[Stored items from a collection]
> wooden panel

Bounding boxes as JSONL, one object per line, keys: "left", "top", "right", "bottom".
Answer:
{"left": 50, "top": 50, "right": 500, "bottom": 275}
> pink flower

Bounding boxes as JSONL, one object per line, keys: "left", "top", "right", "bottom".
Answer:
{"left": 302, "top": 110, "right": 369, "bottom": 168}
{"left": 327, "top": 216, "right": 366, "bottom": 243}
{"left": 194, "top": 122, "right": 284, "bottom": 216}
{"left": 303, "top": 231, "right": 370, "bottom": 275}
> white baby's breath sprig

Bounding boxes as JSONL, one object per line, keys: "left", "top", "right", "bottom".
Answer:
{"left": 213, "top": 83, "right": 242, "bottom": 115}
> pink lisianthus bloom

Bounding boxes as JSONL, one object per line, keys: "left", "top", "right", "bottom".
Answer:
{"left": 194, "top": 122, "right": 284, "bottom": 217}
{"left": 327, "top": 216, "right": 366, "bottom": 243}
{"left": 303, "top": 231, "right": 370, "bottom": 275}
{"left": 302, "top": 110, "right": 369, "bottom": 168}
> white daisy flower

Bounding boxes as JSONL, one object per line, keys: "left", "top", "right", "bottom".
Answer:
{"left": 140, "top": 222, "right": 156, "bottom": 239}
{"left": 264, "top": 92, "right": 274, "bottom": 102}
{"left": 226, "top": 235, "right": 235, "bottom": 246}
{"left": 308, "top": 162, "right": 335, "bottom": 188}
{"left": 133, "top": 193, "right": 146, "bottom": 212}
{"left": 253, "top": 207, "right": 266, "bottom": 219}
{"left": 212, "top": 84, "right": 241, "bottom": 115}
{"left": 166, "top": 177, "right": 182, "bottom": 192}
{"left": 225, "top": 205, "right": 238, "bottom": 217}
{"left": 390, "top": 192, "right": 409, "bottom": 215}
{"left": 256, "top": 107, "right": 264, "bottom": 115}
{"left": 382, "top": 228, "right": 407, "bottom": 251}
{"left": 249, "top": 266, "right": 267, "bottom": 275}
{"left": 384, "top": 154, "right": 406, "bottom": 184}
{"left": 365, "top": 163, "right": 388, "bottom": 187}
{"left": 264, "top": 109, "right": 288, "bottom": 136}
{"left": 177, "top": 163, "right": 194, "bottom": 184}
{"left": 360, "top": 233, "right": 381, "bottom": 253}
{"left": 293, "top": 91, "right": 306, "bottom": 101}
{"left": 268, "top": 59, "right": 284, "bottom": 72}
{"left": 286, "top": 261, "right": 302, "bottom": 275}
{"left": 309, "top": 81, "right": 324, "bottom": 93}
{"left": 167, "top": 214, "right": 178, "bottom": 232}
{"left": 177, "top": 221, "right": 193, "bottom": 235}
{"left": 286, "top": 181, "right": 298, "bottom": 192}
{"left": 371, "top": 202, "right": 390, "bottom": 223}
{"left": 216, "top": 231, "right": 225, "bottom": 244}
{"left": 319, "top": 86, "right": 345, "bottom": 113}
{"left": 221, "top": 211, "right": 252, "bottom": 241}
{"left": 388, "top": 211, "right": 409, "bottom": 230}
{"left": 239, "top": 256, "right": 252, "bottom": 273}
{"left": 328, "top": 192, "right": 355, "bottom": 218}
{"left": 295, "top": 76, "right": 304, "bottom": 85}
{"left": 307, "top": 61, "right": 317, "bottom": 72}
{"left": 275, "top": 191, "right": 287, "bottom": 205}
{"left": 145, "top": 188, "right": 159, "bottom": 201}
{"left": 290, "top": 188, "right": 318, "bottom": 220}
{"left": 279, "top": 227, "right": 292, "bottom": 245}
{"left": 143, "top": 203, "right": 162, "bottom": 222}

* **EXERCISE REQUIREMENTS**
Please write out every record shown above exactly as it reads.

* **COMPLETED EXERCISE**
> wooden panel

Bounding boxes as JSONL, one object per line, keys: "left", "top", "right", "bottom".
Answer:
{"left": 50, "top": 50, "right": 500, "bottom": 275}
> pink flower

Bounding boxes as JSONL, one object per line, keys: "left", "top", "right", "bottom".
Answer:
{"left": 302, "top": 110, "right": 369, "bottom": 168}
{"left": 327, "top": 216, "right": 366, "bottom": 243}
{"left": 194, "top": 122, "right": 284, "bottom": 216}
{"left": 303, "top": 231, "right": 370, "bottom": 275}
> white baby's breath sprig

Bounding boxes as JSONL, one object per line, keys: "left", "top", "right", "bottom".
Answer:
{"left": 213, "top": 83, "right": 242, "bottom": 115}
> pink lisianthus bloom

Bounding boxes as JSONL, one object per line, keys: "left", "top", "right", "bottom".
Answer:
{"left": 194, "top": 122, "right": 284, "bottom": 217}
{"left": 327, "top": 216, "right": 366, "bottom": 243}
{"left": 303, "top": 231, "right": 370, "bottom": 275}
{"left": 302, "top": 110, "right": 369, "bottom": 168}
> white daisy flower

Bounding boxes as JSONL, one object per line, keys: "left", "top", "right", "bottom".
Answer:
{"left": 140, "top": 222, "right": 156, "bottom": 239}
{"left": 264, "top": 92, "right": 274, "bottom": 102}
{"left": 226, "top": 235, "right": 235, "bottom": 246}
{"left": 308, "top": 162, "right": 335, "bottom": 188}
{"left": 133, "top": 193, "right": 146, "bottom": 212}
{"left": 253, "top": 207, "right": 266, "bottom": 219}
{"left": 212, "top": 84, "right": 241, "bottom": 115}
{"left": 166, "top": 177, "right": 182, "bottom": 192}
{"left": 225, "top": 205, "right": 238, "bottom": 217}
{"left": 390, "top": 192, "right": 409, "bottom": 215}
{"left": 256, "top": 107, "right": 264, "bottom": 115}
{"left": 382, "top": 228, "right": 407, "bottom": 251}
{"left": 249, "top": 266, "right": 267, "bottom": 275}
{"left": 384, "top": 154, "right": 406, "bottom": 184}
{"left": 365, "top": 163, "right": 388, "bottom": 187}
{"left": 264, "top": 109, "right": 288, "bottom": 136}
{"left": 177, "top": 163, "right": 194, "bottom": 184}
{"left": 360, "top": 233, "right": 381, "bottom": 253}
{"left": 293, "top": 91, "right": 306, "bottom": 101}
{"left": 268, "top": 59, "right": 284, "bottom": 72}
{"left": 286, "top": 261, "right": 302, "bottom": 275}
{"left": 309, "top": 81, "right": 324, "bottom": 93}
{"left": 167, "top": 214, "right": 178, "bottom": 232}
{"left": 177, "top": 221, "right": 193, "bottom": 235}
{"left": 286, "top": 181, "right": 298, "bottom": 192}
{"left": 371, "top": 202, "right": 390, "bottom": 223}
{"left": 216, "top": 231, "right": 225, "bottom": 244}
{"left": 319, "top": 86, "right": 345, "bottom": 113}
{"left": 221, "top": 211, "right": 252, "bottom": 241}
{"left": 388, "top": 211, "right": 409, "bottom": 230}
{"left": 239, "top": 256, "right": 252, "bottom": 273}
{"left": 328, "top": 192, "right": 355, "bottom": 218}
{"left": 295, "top": 76, "right": 304, "bottom": 85}
{"left": 307, "top": 61, "right": 317, "bottom": 72}
{"left": 275, "top": 191, "right": 287, "bottom": 205}
{"left": 145, "top": 188, "right": 159, "bottom": 201}
{"left": 290, "top": 188, "right": 318, "bottom": 220}
{"left": 279, "top": 227, "right": 292, "bottom": 245}
{"left": 143, "top": 203, "right": 162, "bottom": 222}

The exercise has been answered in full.